» **EXERCISE REQUIREMENTS**
Please set down only the lines between the line containing "black background in the photo above." and the end of the records, inclusive, exactly as they stand.

────────────────────────────────────────

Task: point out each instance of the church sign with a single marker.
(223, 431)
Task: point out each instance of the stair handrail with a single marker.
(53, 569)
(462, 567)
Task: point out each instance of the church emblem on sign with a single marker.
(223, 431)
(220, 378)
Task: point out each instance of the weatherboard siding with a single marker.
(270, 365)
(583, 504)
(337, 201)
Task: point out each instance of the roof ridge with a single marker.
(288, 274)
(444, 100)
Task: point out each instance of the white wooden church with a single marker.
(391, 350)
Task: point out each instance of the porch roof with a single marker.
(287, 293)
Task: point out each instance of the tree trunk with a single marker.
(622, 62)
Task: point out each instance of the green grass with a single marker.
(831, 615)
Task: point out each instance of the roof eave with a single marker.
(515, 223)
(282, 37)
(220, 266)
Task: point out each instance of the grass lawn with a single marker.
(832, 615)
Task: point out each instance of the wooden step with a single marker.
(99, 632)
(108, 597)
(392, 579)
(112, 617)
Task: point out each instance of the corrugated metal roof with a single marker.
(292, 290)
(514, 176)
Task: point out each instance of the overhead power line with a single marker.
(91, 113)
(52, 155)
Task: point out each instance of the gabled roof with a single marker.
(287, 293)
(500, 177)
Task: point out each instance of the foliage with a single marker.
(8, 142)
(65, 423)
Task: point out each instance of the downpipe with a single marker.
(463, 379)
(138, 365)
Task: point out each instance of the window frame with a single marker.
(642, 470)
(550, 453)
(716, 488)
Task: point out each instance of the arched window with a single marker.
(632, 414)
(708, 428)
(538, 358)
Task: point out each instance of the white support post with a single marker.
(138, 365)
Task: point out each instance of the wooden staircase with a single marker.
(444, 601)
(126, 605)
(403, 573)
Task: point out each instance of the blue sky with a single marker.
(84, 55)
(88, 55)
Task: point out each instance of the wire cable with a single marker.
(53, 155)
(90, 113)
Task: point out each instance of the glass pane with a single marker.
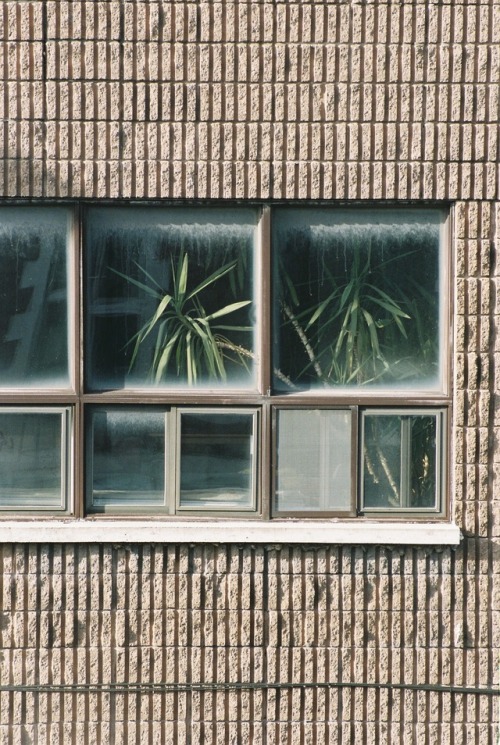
(382, 462)
(400, 462)
(170, 297)
(128, 458)
(30, 461)
(357, 298)
(313, 461)
(217, 461)
(423, 466)
(33, 297)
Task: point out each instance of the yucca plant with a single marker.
(355, 331)
(189, 341)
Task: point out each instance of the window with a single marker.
(224, 361)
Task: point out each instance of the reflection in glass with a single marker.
(33, 297)
(314, 461)
(357, 298)
(30, 461)
(217, 461)
(170, 297)
(400, 469)
(128, 458)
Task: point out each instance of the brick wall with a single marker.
(266, 100)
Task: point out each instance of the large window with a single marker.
(224, 361)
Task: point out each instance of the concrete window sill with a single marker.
(104, 530)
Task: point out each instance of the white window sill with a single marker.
(229, 531)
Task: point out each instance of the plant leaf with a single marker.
(223, 270)
(228, 309)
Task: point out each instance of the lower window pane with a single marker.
(217, 461)
(314, 461)
(128, 459)
(33, 459)
(400, 466)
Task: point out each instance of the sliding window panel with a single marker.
(402, 461)
(217, 460)
(35, 459)
(313, 461)
(34, 309)
(171, 298)
(126, 449)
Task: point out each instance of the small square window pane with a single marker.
(127, 450)
(34, 297)
(217, 461)
(401, 461)
(33, 459)
(313, 461)
(358, 299)
(170, 297)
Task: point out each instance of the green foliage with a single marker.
(352, 333)
(188, 341)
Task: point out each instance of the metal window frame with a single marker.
(77, 399)
(406, 413)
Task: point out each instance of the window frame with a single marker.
(262, 397)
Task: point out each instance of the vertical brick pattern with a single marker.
(266, 100)
(227, 614)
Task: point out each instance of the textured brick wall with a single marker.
(266, 100)
(180, 614)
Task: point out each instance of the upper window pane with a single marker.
(170, 297)
(358, 299)
(33, 297)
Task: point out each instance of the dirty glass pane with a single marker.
(313, 461)
(127, 449)
(31, 461)
(399, 461)
(170, 297)
(217, 461)
(357, 299)
(33, 297)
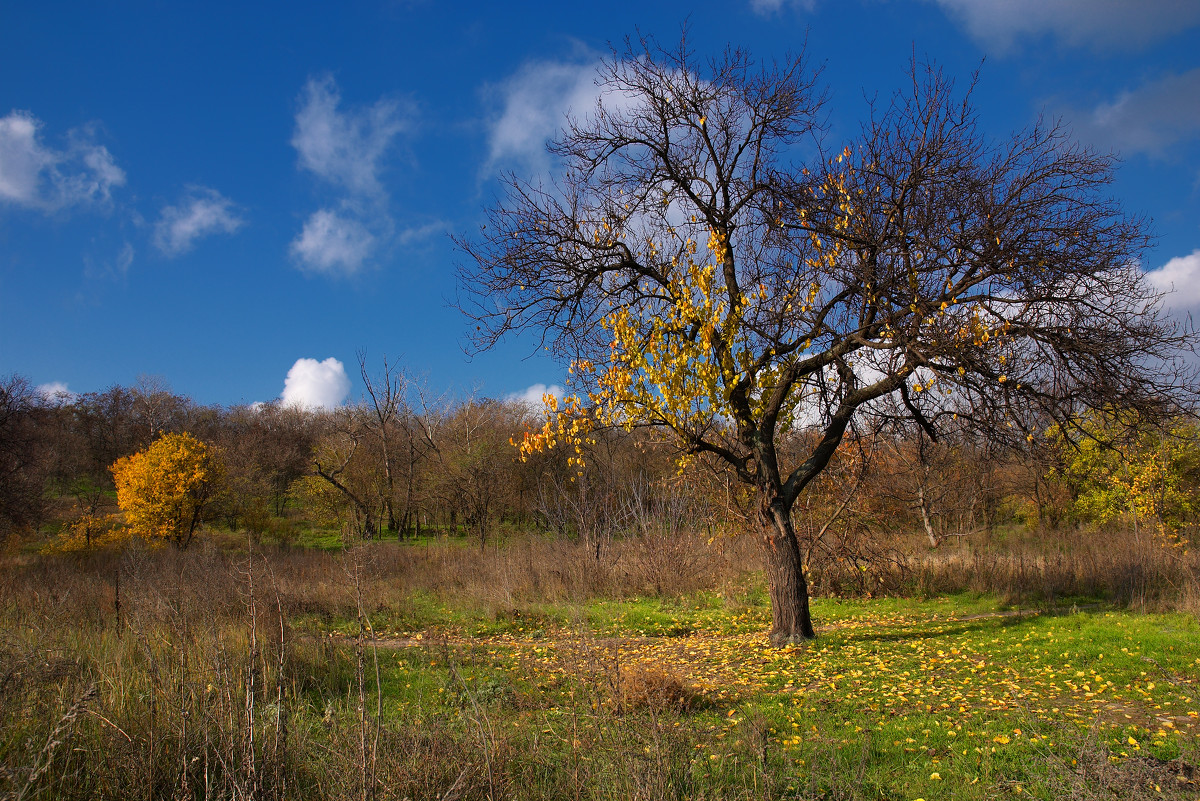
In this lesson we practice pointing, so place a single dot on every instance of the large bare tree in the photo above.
(712, 270)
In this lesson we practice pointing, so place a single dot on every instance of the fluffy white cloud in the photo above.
(1181, 278)
(532, 395)
(201, 212)
(55, 392)
(39, 176)
(345, 146)
(316, 385)
(333, 242)
(1150, 119)
(1097, 23)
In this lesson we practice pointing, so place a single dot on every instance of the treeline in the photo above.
(401, 464)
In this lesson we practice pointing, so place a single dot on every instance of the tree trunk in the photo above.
(790, 618)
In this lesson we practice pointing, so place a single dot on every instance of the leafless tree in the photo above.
(385, 395)
(921, 254)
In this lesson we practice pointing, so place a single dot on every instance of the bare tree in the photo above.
(387, 404)
(923, 257)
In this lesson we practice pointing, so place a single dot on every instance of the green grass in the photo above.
(915, 698)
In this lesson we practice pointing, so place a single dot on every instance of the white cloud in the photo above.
(1180, 278)
(345, 148)
(333, 242)
(316, 385)
(201, 212)
(532, 396)
(39, 176)
(768, 7)
(55, 392)
(1150, 119)
(533, 107)
(1122, 24)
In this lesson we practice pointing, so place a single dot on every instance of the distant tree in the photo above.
(385, 408)
(23, 463)
(473, 463)
(163, 491)
(1138, 475)
(702, 284)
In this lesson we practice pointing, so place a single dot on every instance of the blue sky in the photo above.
(239, 198)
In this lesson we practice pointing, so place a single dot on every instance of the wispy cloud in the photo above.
(36, 175)
(333, 244)
(201, 212)
(1117, 24)
(533, 395)
(1149, 119)
(345, 148)
(769, 7)
(55, 392)
(316, 385)
(532, 108)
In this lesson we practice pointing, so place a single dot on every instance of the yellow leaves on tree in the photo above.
(163, 489)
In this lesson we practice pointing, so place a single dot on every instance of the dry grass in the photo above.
(159, 674)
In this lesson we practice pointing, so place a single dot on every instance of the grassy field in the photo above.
(142, 675)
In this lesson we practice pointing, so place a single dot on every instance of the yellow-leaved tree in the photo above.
(163, 489)
(700, 281)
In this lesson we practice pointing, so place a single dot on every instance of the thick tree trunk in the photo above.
(790, 618)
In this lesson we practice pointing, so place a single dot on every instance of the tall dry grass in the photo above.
(159, 674)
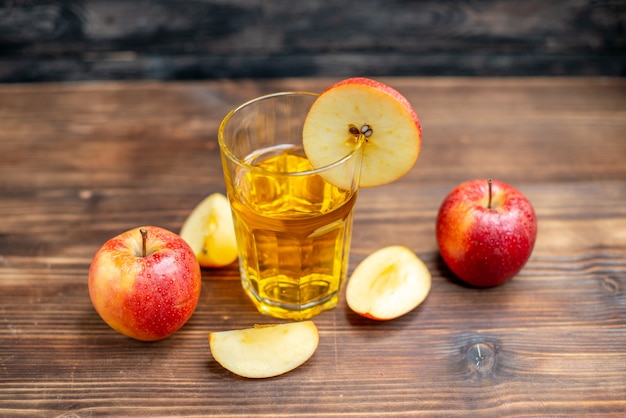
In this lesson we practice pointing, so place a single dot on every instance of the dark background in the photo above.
(183, 40)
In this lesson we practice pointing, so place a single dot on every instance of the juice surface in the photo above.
(293, 234)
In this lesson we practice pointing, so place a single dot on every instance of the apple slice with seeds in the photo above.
(361, 111)
(388, 283)
(210, 232)
(265, 350)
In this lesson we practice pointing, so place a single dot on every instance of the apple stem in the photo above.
(144, 238)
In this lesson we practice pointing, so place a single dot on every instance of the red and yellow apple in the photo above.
(486, 231)
(145, 283)
(363, 112)
(388, 283)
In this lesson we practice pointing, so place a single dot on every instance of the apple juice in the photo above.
(293, 234)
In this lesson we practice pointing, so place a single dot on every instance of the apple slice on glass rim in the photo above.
(363, 112)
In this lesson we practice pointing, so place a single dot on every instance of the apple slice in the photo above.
(265, 350)
(363, 111)
(210, 232)
(389, 283)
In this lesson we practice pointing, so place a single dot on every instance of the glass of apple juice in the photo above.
(293, 227)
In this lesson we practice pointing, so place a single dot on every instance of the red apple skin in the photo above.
(145, 298)
(485, 246)
(387, 90)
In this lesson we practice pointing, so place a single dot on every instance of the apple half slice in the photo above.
(360, 111)
(265, 350)
(210, 232)
(388, 283)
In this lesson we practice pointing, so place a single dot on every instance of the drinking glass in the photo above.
(293, 226)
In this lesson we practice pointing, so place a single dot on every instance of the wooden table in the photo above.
(80, 163)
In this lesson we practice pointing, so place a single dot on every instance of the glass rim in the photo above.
(229, 154)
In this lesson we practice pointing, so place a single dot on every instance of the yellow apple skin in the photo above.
(389, 283)
(265, 350)
(149, 297)
(486, 245)
(210, 232)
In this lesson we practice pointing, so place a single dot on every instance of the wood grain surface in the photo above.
(82, 162)
(52, 40)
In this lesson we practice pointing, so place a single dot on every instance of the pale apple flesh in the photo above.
(360, 112)
(265, 351)
(486, 244)
(210, 232)
(146, 297)
(389, 283)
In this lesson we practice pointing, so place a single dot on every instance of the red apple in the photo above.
(486, 232)
(145, 283)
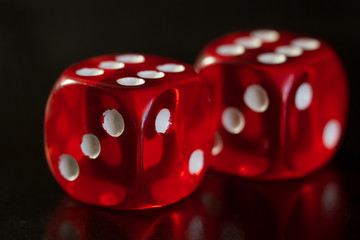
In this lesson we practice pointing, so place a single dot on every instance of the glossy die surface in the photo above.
(128, 131)
(280, 102)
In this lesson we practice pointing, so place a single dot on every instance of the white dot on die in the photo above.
(303, 96)
(90, 146)
(306, 43)
(256, 98)
(68, 166)
(233, 120)
(289, 51)
(171, 67)
(218, 145)
(249, 42)
(271, 58)
(130, 58)
(89, 72)
(230, 50)
(196, 162)
(130, 81)
(162, 122)
(150, 74)
(111, 65)
(331, 133)
(113, 123)
(266, 35)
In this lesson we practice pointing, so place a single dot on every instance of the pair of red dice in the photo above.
(132, 131)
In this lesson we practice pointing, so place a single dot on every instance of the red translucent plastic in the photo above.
(280, 103)
(123, 139)
(223, 207)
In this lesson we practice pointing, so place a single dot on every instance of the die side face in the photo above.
(122, 135)
(273, 86)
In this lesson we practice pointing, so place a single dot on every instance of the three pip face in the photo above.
(133, 131)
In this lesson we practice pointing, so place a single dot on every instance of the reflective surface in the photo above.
(224, 207)
(324, 205)
(120, 133)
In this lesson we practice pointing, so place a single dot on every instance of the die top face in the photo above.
(281, 107)
(129, 71)
(264, 49)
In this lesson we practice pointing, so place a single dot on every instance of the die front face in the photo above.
(280, 101)
(128, 131)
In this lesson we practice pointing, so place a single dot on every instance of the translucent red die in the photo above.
(128, 131)
(280, 101)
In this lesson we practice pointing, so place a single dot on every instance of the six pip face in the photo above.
(280, 102)
(132, 131)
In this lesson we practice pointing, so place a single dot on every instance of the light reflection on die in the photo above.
(129, 131)
(279, 88)
(224, 207)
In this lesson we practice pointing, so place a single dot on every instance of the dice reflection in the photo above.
(224, 207)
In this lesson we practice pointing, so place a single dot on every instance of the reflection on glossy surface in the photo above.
(224, 207)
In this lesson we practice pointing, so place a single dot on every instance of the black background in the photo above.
(39, 39)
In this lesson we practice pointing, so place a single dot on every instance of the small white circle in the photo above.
(303, 96)
(68, 166)
(266, 35)
(196, 162)
(130, 58)
(289, 51)
(171, 67)
(233, 120)
(249, 42)
(113, 123)
(162, 122)
(308, 44)
(230, 50)
(89, 72)
(256, 98)
(130, 81)
(331, 134)
(90, 146)
(218, 145)
(207, 61)
(271, 58)
(111, 65)
(150, 74)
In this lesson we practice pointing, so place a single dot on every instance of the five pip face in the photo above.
(132, 131)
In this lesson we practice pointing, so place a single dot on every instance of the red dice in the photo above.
(129, 131)
(280, 102)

────────────────────────────────────────

» **EXPECTED ANSWER**
In this lesson we practice pointing, so place a single dot on every instance of the black background in the photo above.
(39, 39)
In this lesson we practice pointing, so place a single dot on every instance of the small white circle in the photo above.
(303, 96)
(68, 166)
(266, 35)
(196, 162)
(130, 58)
(289, 51)
(171, 67)
(233, 120)
(249, 42)
(113, 123)
(162, 122)
(308, 44)
(230, 50)
(89, 72)
(256, 98)
(130, 81)
(331, 134)
(90, 146)
(218, 145)
(207, 61)
(271, 58)
(111, 65)
(150, 74)
In this lesson we practice pointing, so place a single dot on every instance of the five pip face in the photo above.
(132, 131)
In this lesson we practice pointing, so place a single dot on every instance of the red dice in the photo above.
(129, 131)
(280, 102)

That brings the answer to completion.